### Information shown:

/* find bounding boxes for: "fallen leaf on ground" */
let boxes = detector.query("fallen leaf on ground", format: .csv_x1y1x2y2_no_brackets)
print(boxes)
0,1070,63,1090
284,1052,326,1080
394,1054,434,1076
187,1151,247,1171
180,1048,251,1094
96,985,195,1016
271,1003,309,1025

### What the exercise asks:
Lines from the records above that hold "fallen" are the ones to list.

### Answer below:
/* find bounding boxes for: "fallen leaf on ground" */
let boxes = detector.query("fallen leaf on ground", format: .csv_x1y1x2y2_no_brackets)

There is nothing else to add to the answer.